_Recorded data_.
..............................

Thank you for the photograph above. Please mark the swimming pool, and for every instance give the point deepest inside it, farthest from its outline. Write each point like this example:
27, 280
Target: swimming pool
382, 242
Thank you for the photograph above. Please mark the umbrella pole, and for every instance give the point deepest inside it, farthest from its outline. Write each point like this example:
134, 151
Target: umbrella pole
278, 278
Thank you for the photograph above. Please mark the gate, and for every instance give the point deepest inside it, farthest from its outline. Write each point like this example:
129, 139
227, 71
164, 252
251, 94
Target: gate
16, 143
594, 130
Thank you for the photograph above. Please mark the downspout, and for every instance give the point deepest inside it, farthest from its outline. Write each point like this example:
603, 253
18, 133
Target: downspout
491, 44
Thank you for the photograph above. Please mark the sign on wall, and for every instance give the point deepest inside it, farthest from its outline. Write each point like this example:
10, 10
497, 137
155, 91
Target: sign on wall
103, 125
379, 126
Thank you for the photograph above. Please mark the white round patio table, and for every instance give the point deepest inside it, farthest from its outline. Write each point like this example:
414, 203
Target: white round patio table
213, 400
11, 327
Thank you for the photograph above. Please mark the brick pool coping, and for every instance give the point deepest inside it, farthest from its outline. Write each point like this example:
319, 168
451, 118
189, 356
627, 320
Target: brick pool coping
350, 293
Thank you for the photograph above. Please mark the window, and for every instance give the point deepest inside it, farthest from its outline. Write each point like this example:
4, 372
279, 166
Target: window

..............................

_The problem_. Rewrite all of the records with "farthest from its outline" changed to "most distant from its border" wherever it appears, leaving everything else the same.

_The solution_.
Thank you for the photograph above. Please mark the swimming pool, and for every instance give the point deepest inside it, most distant from its border. Write each point like this example:
27, 280
Target: swimming pool
382, 242
Thank you for the photograph above. Please mark the umbrella pole, and for every instance give the point deepest inside it, most distant from its border. Write each point like this example:
134, 151
Target: umbrella pole
278, 278
Thank you for the photograph above. Please mark the gate, and for every instance give the point deepest inside it, most distant from its border. Write each point like this example:
129, 139
227, 71
164, 252
251, 94
Target: gate
16, 143
594, 130
Thank you for the photograph above. Please mark the downspout, and for every instance give the point deepest inside it, most distant from its border. Write each point like this example:
603, 253
18, 133
Target: downspout
491, 44
Thank you for the photograph above. Please mark the sign on wall, and for every instance give the point deepest inside it, most distant from its border. Write each point like this example:
10, 10
497, 137
155, 91
Target: sign on wall
103, 125
379, 126
Thank you for the photograph above. Please mark the white round patio table, and for every instance give the point deepest inside it, most distant from its border. Write each point like this example:
414, 203
Target: white round patio table
213, 400
11, 327
Thank you for the photograph above. Please mark the brick pool coping, and for every instance give the point deepest inside it, most distant from its border. Write each point like this example:
319, 168
451, 118
189, 356
627, 320
Target: brick pool coping
350, 293
Thank you for the photograph above. Please mark the window, and for every instance give the point deepest inside it, most distant from its border. Write each point like this example:
4, 372
279, 166
Target: window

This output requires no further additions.